— Begin Extracted text —

Commodity Derivative Instruments

 

Through TUSA, the Company has entered into commodity derivative instruments, as described below.  The Company has utilized costless collars and swaps to reduce the effect of price changes on a portion of our future oil production.  A collar requires us to pay the counterparty if the settlement price is above the ceiling price, and requires the counterparty to pay us if the settlement price is below the floor price.  The objective of the Company’s use of derivative financial instruments is to achieve more predictable cash flows in an environment of volatile oil and natural gas prices and to manage its exposure to commodity price risk.  While the use of these derivative instruments limits the downside risk of adverse price movements, such use may also limit the Company’s ability to benefit from favorable price movements.  The Company may, from time to time, add incremental derivatives to hedge additional production, restructure existing derivative contracts, or enter into new transactions to modify the terms of current contracts in order to realize the current value of the Company’s existing positions.  The Company does not enter into derivative contracts for speculative purposes.

— End Extracted text —

§ Direction A
List the actions that the passage on commodity derivative instruments says the Company may take from time to time.
§ Direction B
Rewrite the paragraph beginning "Through TUSA, the Company has entered" from the passage on commodity derivative instruments as a short bulleted list that keeps its main facts.
§ Direction C
Write the next paragraph of the passage on commodity derivative instruments, following on from its last sentence.
The entries that come next have nothing to do with the work on the passage.

— Begin Material shown —

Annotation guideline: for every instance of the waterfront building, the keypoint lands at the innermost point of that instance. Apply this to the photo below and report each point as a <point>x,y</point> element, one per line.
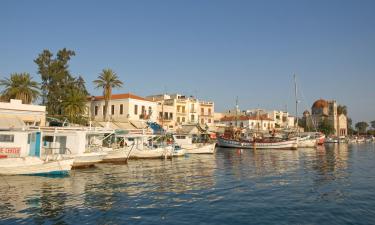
<point>183,110</point>
<point>33,115</point>
<point>262,123</point>
<point>282,118</point>
<point>323,110</point>
<point>123,108</point>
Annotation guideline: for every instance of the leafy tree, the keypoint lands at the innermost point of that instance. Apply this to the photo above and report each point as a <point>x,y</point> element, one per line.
<point>107,80</point>
<point>57,82</point>
<point>349,121</point>
<point>361,127</point>
<point>74,106</point>
<point>20,86</point>
<point>326,127</point>
<point>342,109</point>
<point>373,124</point>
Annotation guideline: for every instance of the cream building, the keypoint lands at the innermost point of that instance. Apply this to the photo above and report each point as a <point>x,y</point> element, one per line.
<point>327,110</point>
<point>34,115</point>
<point>183,110</point>
<point>123,108</point>
<point>261,123</point>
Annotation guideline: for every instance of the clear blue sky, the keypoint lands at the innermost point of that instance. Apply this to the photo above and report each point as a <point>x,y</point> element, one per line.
<point>215,50</point>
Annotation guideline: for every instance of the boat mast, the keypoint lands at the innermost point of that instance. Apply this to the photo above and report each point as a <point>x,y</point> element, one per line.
<point>236,110</point>
<point>295,95</point>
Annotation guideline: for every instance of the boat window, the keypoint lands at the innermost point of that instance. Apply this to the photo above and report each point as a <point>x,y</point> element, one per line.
<point>6,138</point>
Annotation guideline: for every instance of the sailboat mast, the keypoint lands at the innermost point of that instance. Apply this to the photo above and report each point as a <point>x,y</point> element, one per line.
<point>236,110</point>
<point>295,95</point>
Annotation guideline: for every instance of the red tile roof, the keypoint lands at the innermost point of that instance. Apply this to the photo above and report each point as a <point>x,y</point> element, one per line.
<point>239,118</point>
<point>120,96</point>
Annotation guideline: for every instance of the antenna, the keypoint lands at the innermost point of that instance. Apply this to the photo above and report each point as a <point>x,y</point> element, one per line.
<point>295,95</point>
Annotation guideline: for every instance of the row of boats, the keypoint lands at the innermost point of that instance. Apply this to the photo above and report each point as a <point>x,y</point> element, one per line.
<point>56,150</point>
<point>234,138</point>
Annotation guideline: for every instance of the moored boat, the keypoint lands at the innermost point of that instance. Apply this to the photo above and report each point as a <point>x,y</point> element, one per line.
<point>34,166</point>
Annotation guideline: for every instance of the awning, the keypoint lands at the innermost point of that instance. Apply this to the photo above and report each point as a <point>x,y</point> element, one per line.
<point>7,123</point>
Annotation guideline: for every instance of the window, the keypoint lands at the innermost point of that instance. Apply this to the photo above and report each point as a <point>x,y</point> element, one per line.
<point>96,109</point>
<point>6,138</point>
<point>135,109</point>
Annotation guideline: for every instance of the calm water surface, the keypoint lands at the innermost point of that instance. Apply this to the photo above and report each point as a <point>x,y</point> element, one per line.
<point>331,185</point>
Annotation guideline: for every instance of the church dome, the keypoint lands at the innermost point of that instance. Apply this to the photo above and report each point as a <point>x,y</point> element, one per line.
<point>321,103</point>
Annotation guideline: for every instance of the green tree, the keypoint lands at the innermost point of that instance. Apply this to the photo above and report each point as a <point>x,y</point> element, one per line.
<point>74,106</point>
<point>107,80</point>
<point>20,86</point>
<point>57,82</point>
<point>326,127</point>
<point>373,124</point>
<point>342,109</point>
<point>361,127</point>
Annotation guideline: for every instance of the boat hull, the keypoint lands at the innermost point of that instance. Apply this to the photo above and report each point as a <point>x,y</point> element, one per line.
<point>307,143</point>
<point>228,143</point>
<point>88,159</point>
<point>199,148</point>
<point>34,166</point>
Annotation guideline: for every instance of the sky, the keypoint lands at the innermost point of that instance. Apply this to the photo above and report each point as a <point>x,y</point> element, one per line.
<point>214,50</point>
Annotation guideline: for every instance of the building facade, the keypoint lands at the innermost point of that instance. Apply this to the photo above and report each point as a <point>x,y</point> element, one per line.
<point>323,110</point>
<point>261,123</point>
<point>183,110</point>
<point>123,108</point>
<point>34,115</point>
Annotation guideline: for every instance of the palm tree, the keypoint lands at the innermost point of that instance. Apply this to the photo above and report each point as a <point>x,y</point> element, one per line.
<point>107,80</point>
<point>74,105</point>
<point>20,86</point>
<point>342,109</point>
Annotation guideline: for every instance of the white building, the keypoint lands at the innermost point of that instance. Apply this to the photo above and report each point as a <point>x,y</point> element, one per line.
<point>123,108</point>
<point>30,114</point>
<point>251,122</point>
<point>183,110</point>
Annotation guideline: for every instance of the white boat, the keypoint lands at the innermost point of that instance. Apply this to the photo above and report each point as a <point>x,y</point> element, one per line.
<point>331,140</point>
<point>74,143</point>
<point>275,144</point>
<point>20,154</point>
<point>186,142</point>
<point>32,165</point>
<point>307,142</point>
<point>141,146</point>
<point>269,143</point>
<point>232,143</point>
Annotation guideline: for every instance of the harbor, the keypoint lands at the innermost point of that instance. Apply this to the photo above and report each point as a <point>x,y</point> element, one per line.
<point>231,185</point>
<point>187,112</point>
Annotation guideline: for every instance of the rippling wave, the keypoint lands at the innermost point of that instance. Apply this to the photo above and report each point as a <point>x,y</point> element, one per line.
<point>331,185</point>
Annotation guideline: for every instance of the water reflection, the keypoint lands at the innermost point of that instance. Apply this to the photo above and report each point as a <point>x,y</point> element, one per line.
<point>100,188</point>
<point>261,185</point>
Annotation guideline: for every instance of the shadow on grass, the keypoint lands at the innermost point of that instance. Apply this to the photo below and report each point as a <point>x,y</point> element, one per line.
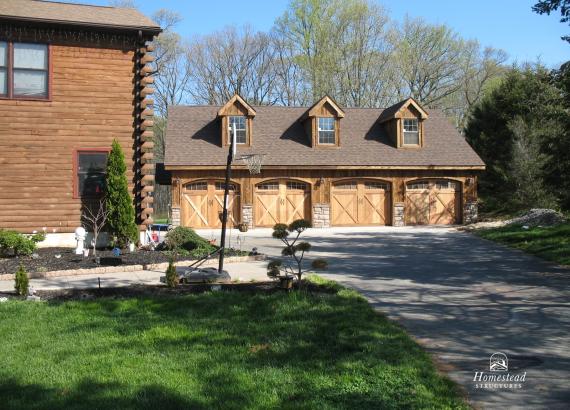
<point>222,350</point>
<point>90,394</point>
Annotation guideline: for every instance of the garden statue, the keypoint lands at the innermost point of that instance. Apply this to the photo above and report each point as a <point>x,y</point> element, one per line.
<point>80,235</point>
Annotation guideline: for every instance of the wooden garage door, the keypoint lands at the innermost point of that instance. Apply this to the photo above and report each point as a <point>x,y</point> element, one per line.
<point>281,201</point>
<point>432,202</point>
<point>360,202</point>
<point>203,203</point>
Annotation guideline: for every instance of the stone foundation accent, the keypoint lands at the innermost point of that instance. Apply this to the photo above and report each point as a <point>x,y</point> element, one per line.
<point>470,212</point>
<point>175,216</point>
<point>399,214</point>
<point>321,216</point>
<point>247,215</point>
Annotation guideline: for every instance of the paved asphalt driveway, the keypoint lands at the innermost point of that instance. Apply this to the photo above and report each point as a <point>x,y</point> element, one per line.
<point>463,298</point>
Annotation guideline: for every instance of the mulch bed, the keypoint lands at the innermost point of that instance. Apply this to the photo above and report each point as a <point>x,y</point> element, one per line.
<point>46,260</point>
<point>162,290</point>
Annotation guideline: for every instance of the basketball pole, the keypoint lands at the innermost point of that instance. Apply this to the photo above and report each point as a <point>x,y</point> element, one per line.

— End Material shown —

§ Task response A
- Add incremental derivatives to hedge additional production
- Restructure existing derivative contracts
- Enter into new transactions to modify the terms of current contracts

§ Task response B
- The Company has entered into commodity derivative instruments through TUSA.
- It uses costless collars and swaps to reduce the effect of price changes on part of its future oil production.
- Under a collar, the Company pays the counterparty if the settlement price is above the ceiling price. The counterparty pays the Company if the settlement price is below the floor price.
- The goal is more predictable cash flows amid volatile oil and natural gas prices and management of commodity price risk.
- These instruments limit downside risk but may also limit gains from favorable price movements.
- The Company may add incremental derivatives, restructure existing contracts, or enter into new transactions to realize the current value of its positions.
- The Company does not enter into derivative contracts for speculative purposes.

§ Task response C
 

The use of derivatives involves the risk that the counterparties to such instruments will be unable to meet the financial terms of such contracts.  The Company’s derivative contracts are currently with four counterparties.  The Company has netting arrangements with each counterparty that provide for the offset of payables against receivables from separate derivative arrangements with the same underlier with the counterparty in the event of contract termination.  The derivative contracts may be terminated by a non-defaulting party in the event of default by one of the parties to the agreement.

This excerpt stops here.